--- Input data Enclosed Below ---
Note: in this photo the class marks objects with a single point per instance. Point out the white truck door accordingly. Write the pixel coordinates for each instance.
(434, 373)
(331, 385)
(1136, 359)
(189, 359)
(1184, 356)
--- End of Enclosed Input data ---
__What is being asked__. In full and without alteration, repeat the records.

__Finished exercise__.
Note: in this photo the class marks objects with a single point per instance. Point out the white truck door accordingly. Write the pixel coordinates for each instance.
(434, 373)
(331, 385)
(1136, 359)
(189, 359)
(1184, 356)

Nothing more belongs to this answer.